#### [ФРАГМЕНТ СТРАНИЦЫ]
Вот и пойми теперь, почему так безмятежен оккупированный город – то ли злодей Зукка нарочно выбирал для своего интимного альбома кадры на радость Геббельсу, то ли так оно и было в военном Париже.
Мы-то помним о захваченном Париже другое. Призыв де Голля, переданный по английскому радио: «Франция проиграла сражение, но Франция не проиграла войну». Замученного Жана Мулена, полковника-коммуниста Роль-Танги. Освобождавших город танкистов генерала Леклерка. Парижское восстание, которое, в отличие от Варшавского, немцы не успели утопить в крови.
Снимки Зукка заставляют признать, что был и другой вариант поведения, о котором де Голль говорил в своих, в общем-то, нетерпимых к предателям мемуарах: «В годину бедствий даже те немногочисленные французы, которые избрали для себя путь грязи, не отреклись от родины». Что показывают эти картинки? Коллаборационизм? Да. Равнодушие многих и мученичество единиц? Возможно. Но еще и самоощущение Франции, Парижа, жизни, любви – как ценности, принадлежащей всем французам вне зависимости от стороны, на которой они очутились.
Мы готовы презирать парижан за то, что они не стали сражаться и не превратили волшебный город в руины. По-нашему, они должны были утопить в своей крови рейх, с которым мы в те годы дружили и с которым делили Польшу. Нам ближе пример Сталина, не испугавшегося голода Ленинграда и разрушения Сталинграда. Или Гитлера, взявшего с собой в могилу старый Берлин. Здесь было по-другому. В какой-то момент французы не захотели умирать. Они решили, что достаточно было жертв на Великой войне, и не стали обороняться до последнего дома.
Актриса Арлетти, когда ее судили за то, что она спала с немецким офицером (потом это назовут «горизонтальным коллаборационизмом») сказала судьям так: «Франция у меня в сердце, но своей… я распоряжаюсь сама. Если вы не хотели, чтобы мы спали с немцами, не надо было их сюда пускать».
#конкорд #парижскиестрахи #парижскиебеды
Единственный «Конкорд», оставшийся в воздухе, поднимается над полем парижского аэропорта «Шарль де Голль». Но это всего лишь памятник. Почти что надгробный.
Задирающий нос «Конкорд» похож на ту несчастную машину, которая 25 июля 2000 года унесла жизни ста тринадцати человек. Тогда потерянная на взлетной полосе железка порвала шину шасси. Трехкилограммовый кусок резины ударил в брюхо, пробив бак с горючим и превратив самолет в пылающую комету. Командир попытался посадить самолет в Ле-Бурже. Там уже готовили полосу и поднимали по тревоге пожарных, но через девяносто секунд после взлета в огне задохнулись моторы, самолет свалился на крыло, ударился о землю и взорвался.
– Сколько сил и времени потрачено, как мы им гордились, такая история, и все зря, – говорит мне пожилой господин. Вот уже двадцать минут, как мы с ним смотрим на стоящий на постаменте самолет.
– Летали на нем?
– Нет, ни разу. Хоть я и знаю его до последнего винтика. Все думал – успею, а потом их сняли с маршрутов. Мы к тому времени уже строили аэробусы – это все равно как делать автобусы после «феррари».

#### [ЗАДАНИЕ 1]
Верны ли по отрывку о Париже и «Конкорде» эти утверждения: (a) актрису Арлетти судили за то, что она спала с немецким офицером; (b) пожилой господин не раз летал на «Конкорде»; (c) командир пытался посадить самолет в Ле-Бурже? На каждое ответьте «да» или «нет» и приведите решающие слова отрывка дословно.
#### [ЗАДАНИЕ 2]
Выпишите дословно из отрывка о Париже и «Конкорде» кусок от слов «#конкорд #парижскиестрахи #парижскиебеды» до слов «Почти что надгробный.» включительно.

#### [ИСХОДНЫЕ ЗАПИСИ]
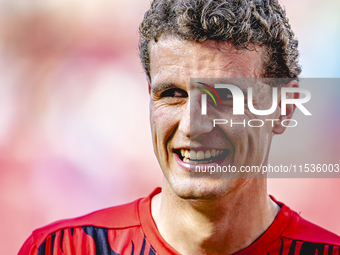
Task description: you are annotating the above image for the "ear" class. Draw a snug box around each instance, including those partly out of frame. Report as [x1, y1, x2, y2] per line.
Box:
[273, 80, 300, 135]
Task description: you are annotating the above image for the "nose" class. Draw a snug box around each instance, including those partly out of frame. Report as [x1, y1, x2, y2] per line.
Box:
[179, 91, 213, 139]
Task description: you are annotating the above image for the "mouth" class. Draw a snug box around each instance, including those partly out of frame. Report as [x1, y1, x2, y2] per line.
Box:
[174, 149, 230, 165]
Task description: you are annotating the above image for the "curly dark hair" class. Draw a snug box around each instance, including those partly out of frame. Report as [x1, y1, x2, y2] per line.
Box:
[139, 0, 301, 79]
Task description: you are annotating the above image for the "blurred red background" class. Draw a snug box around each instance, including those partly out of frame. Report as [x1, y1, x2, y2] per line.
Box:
[0, 0, 340, 255]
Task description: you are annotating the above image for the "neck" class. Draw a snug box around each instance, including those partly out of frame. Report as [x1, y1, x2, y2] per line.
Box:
[151, 179, 279, 255]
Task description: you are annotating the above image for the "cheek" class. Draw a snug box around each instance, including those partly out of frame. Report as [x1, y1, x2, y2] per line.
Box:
[150, 102, 180, 140]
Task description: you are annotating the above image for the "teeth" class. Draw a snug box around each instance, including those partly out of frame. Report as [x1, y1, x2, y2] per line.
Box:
[189, 150, 200, 159]
[181, 149, 223, 161]
[197, 151, 204, 159]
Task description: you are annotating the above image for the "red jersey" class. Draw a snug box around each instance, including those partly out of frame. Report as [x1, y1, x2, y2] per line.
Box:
[19, 188, 340, 255]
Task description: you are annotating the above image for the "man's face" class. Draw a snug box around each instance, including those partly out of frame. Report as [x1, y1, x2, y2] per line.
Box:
[150, 37, 278, 199]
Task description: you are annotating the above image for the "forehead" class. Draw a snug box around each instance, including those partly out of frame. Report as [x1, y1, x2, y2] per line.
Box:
[149, 37, 263, 83]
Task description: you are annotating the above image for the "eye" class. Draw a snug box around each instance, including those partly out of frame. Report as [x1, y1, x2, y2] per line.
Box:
[216, 89, 233, 101]
[161, 89, 188, 97]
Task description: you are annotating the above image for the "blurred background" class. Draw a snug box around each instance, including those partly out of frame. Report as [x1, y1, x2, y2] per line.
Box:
[0, 0, 340, 255]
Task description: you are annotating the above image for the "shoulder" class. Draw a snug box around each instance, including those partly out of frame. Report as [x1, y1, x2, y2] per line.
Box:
[270, 196, 340, 246]
[283, 211, 340, 246]
[19, 199, 141, 255]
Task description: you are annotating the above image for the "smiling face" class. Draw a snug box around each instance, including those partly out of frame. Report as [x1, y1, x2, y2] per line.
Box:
[149, 37, 279, 199]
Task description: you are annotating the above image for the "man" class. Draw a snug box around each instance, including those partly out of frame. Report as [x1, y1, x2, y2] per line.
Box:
[19, 0, 340, 254]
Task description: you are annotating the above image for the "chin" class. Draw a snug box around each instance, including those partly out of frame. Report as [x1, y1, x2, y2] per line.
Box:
[168, 177, 238, 200]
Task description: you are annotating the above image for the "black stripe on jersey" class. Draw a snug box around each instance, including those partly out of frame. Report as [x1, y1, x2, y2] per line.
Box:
[131, 241, 135, 255]
[288, 240, 296, 255]
[279, 239, 284, 255]
[82, 226, 119, 255]
[300, 242, 325, 255]
[149, 246, 156, 255]
[38, 239, 46, 255]
[139, 236, 146, 255]
[51, 233, 55, 254]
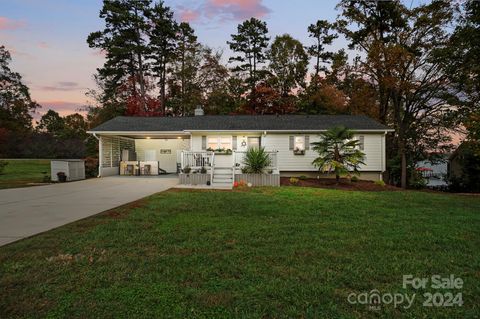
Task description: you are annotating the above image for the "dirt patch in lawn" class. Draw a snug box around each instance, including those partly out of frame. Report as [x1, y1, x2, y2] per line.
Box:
[280, 177, 401, 192]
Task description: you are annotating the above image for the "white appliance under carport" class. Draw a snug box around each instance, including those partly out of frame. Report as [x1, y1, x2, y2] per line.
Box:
[50, 159, 85, 182]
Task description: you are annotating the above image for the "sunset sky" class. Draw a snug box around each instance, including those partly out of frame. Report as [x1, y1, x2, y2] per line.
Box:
[0, 0, 352, 116]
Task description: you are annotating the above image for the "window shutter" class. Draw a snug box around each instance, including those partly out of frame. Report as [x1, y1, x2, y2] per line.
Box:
[358, 135, 365, 151]
[288, 136, 295, 150]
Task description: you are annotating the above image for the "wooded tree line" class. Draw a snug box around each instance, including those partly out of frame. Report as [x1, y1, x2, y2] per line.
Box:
[0, 0, 480, 187]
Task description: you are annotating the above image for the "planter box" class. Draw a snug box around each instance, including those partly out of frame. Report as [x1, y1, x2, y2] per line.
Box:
[235, 174, 280, 186]
[178, 173, 210, 185]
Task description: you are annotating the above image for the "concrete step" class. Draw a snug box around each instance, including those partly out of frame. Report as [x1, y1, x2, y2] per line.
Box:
[213, 172, 232, 178]
[213, 167, 232, 174]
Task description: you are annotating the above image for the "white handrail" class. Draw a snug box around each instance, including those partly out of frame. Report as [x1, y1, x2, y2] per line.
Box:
[233, 151, 278, 170]
[180, 151, 214, 169]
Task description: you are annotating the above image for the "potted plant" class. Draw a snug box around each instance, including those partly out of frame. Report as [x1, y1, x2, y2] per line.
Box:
[293, 147, 305, 155]
[57, 172, 67, 183]
[242, 147, 271, 174]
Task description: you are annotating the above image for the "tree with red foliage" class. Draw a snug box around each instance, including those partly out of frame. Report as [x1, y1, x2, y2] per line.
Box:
[239, 83, 297, 115]
[120, 78, 164, 116]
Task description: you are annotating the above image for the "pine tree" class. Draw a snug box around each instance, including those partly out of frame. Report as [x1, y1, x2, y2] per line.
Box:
[227, 18, 270, 96]
[148, 1, 178, 114]
[87, 0, 151, 109]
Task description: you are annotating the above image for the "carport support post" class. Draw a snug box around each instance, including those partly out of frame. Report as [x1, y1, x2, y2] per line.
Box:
[93, 133, 103, 177]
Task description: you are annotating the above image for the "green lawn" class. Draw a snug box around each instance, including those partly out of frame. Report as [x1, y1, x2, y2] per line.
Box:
[0, 159, 50, 189]
[0, 187, 480, 318]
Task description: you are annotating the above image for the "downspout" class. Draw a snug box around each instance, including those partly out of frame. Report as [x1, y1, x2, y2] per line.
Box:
[93, 133, 103, 177]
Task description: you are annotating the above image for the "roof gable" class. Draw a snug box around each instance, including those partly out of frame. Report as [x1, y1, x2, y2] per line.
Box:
[90, 115, 388, 133]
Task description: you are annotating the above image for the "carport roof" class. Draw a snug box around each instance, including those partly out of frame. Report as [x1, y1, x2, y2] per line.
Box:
[89, 115, 391, 133]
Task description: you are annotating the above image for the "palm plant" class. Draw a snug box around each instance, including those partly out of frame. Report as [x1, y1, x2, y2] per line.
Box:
[312, 126, 365, 183]
[243, 147, 272, 174]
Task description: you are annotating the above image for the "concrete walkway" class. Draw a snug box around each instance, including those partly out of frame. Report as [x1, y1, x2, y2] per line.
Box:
[0, 175, 178, 246]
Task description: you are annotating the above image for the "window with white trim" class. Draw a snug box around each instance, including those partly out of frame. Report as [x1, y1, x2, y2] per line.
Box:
[207, 136, 232, 150]
[293, 136, 305, 151]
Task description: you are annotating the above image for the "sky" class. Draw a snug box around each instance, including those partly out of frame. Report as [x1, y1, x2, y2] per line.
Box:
[0, 0, 346, 118]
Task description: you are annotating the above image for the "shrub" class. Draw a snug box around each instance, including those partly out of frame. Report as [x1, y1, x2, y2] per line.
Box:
[242, 147, 271, 174]
[375, 180, 385, 187]
[0, 161, 8, 175]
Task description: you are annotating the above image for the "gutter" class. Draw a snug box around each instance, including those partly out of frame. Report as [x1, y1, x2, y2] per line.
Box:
[87, 128, 395, 135]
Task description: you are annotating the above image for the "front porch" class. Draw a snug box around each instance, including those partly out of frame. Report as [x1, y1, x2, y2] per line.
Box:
[97, 134, 191, 177]
[97, 134, 280, 186]
[180, 151, 280, 186]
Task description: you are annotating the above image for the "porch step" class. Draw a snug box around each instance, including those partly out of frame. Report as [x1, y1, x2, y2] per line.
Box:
[213, 167, 232, 174]
[213, 177, 233, 184]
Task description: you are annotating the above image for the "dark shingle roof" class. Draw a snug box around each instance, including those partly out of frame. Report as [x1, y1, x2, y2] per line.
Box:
[90, 115, 388, 132]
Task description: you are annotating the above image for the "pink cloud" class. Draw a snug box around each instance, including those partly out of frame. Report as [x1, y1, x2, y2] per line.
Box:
[35, 100, 86, 118]
[177, 0, 271, 22]
[6, 46, 34, 60]
[90, 49, 107, 58]
[37, 41, 50, 49]
[180, 9, 200, 22]
[206, 0, 270, 20]
[39, 81, 84, 92]
[0, 17, 27, 31]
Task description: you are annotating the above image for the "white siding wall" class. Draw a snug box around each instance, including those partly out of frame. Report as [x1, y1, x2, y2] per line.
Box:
[188, 132, 385, 171]
[262, 134, 384, 171]
[100, 136, 135, 171]
[135, 139, 190, 173]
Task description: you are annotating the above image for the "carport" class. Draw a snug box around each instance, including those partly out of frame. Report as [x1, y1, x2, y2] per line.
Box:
[94, 132, 190, 177]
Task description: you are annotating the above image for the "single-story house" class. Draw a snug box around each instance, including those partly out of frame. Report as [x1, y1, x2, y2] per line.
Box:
[88, 114, 393, 183]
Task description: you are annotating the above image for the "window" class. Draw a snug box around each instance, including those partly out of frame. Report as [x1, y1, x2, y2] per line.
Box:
[293, 136, 305, 151]
[247, 137, 260, 148]
[207, 136, 232, 150]
[358, 135, 365, 151]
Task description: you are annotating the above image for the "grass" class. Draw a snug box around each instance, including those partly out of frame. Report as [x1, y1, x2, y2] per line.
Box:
[0, 187, 480, 318]
[0, 159, 50, 189]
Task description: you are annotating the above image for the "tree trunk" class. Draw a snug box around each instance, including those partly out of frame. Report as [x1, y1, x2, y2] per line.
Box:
[399, 141, 407, 189]
[160, 58, 167, 116]
[135, 8, 147, 111]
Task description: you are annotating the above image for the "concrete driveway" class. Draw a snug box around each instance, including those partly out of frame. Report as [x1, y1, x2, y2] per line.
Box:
[0, 175, 178, 246]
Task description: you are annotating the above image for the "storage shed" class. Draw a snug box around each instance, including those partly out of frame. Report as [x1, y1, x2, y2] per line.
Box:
[50, 159, 85, 182]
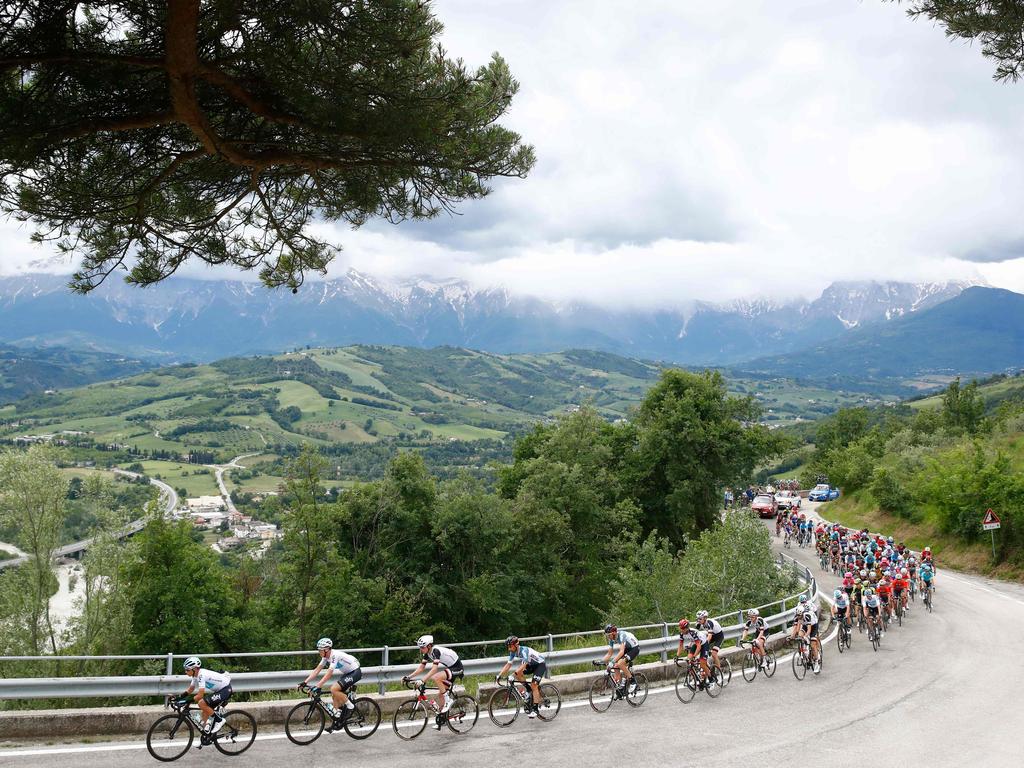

#### [ГОТОВЫЙ ОТВЕТ 1]
(a) Да: «Актриса Арлетти, когда ее судили за то, что она спала с немецким офицером».
(b) Нет: «Нет, ни разу».
(c) Да: «Командир попытался посадить самолет в Ле-Бурже».

#### [ГОТОВЫЙ ОТВЕТ 2]
#конкорд #парижскиестрахи #парижскиебеды
Единственный «Конкорд», оставшийся в воздухе, поднимается над полем парижского аэропорта «Шарль де Голль». Но это всего лишь памятник. Почти что надгробный.